What to work on: Rescale the records below from the line containing "the dark wooden" through the end of the records, and reproduce every line in that range. Multiply each answer coordinate by 0.35 and round to a whole number, rounding halves up; leave all other lines, including the sample coordinates, unchanged.

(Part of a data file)
========================================================================
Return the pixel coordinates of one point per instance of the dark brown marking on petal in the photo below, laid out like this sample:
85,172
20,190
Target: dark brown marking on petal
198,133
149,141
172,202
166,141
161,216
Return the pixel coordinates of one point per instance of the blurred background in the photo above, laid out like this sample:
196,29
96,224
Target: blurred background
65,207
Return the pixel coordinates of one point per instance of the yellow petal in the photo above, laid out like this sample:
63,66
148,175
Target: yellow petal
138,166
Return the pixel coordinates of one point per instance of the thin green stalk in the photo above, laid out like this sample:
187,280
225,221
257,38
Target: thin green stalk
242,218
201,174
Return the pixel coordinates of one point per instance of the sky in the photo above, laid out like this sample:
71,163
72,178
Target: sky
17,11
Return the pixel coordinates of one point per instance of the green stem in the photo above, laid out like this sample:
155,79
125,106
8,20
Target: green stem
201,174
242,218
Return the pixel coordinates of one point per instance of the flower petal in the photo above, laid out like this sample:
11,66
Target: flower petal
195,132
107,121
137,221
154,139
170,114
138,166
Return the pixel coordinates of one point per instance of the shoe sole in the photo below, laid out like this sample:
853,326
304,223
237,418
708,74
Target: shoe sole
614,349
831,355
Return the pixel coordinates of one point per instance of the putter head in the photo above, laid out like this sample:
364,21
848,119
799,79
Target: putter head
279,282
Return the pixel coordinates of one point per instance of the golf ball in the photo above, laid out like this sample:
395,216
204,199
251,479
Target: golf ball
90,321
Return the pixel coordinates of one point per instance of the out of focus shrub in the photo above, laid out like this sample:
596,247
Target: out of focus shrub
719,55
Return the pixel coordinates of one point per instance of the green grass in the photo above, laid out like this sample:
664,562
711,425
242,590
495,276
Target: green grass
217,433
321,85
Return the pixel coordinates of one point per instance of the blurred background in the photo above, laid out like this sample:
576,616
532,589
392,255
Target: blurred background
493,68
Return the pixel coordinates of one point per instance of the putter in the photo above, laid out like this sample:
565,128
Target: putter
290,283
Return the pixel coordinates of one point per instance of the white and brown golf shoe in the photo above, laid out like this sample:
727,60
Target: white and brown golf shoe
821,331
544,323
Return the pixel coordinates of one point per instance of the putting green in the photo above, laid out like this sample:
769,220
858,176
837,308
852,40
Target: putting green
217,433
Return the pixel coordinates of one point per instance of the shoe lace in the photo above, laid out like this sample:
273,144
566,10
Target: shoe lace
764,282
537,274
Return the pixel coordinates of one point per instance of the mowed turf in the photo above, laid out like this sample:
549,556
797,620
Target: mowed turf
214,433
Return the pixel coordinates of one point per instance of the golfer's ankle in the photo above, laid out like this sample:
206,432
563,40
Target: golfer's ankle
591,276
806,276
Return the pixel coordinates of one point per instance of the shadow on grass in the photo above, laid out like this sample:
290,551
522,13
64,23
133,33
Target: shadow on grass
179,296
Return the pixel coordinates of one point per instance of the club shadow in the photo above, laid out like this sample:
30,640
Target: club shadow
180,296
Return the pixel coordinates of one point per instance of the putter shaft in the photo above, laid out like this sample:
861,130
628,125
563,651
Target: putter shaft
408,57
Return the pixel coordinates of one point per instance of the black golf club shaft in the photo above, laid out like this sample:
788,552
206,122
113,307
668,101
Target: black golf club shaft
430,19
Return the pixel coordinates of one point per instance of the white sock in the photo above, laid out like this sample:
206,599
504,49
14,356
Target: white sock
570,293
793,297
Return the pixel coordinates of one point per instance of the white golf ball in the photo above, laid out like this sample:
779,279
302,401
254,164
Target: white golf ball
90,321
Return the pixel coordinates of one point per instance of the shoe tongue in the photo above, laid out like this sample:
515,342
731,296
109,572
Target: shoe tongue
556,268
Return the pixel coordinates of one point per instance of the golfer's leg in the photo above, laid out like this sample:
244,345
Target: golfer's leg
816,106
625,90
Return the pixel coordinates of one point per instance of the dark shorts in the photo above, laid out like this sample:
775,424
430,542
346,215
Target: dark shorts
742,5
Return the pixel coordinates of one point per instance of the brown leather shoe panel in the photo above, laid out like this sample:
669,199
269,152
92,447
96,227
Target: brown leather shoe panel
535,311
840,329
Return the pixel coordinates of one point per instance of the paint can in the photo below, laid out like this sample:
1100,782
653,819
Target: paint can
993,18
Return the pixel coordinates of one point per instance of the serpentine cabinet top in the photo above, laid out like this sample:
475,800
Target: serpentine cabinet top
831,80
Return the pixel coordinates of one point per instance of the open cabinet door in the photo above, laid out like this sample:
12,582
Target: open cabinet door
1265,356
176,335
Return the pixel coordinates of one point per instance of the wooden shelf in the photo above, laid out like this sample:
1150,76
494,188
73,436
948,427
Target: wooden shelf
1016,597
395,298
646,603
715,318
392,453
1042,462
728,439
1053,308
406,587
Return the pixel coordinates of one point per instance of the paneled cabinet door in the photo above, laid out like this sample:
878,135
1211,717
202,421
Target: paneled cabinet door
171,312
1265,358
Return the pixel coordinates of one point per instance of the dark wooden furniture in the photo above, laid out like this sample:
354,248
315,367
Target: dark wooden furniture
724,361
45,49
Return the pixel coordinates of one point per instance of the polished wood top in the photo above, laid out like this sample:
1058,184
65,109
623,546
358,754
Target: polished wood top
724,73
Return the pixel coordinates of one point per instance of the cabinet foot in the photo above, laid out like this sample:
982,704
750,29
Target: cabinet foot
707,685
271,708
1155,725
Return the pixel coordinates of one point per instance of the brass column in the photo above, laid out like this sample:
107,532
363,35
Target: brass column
========================================================================
The output:
Return the pixel coordinates of one point per instance of the dark wooden furniture in the photo above, laid out like this sample:
354,248
315,367
Target: dark wooden furniture
253,126
16,17
Return the pixel coordinates of one point per instance of the polished wood top in the photo above, laid out like this sample:
1058,184
65,109
623,546
358,754
Target: polished wood top
253,26
Return the pixel coordinates of one point per instance of the cabinet foot in the photo above, laid out like this sample:
982,704
750,29
Target: cabinet foot
247,240
95,248
404,254
Return the pixel coordinates of one point per instance of the brass column in the photo above, laid out like this sample:
107,532
363,35
Target: brass column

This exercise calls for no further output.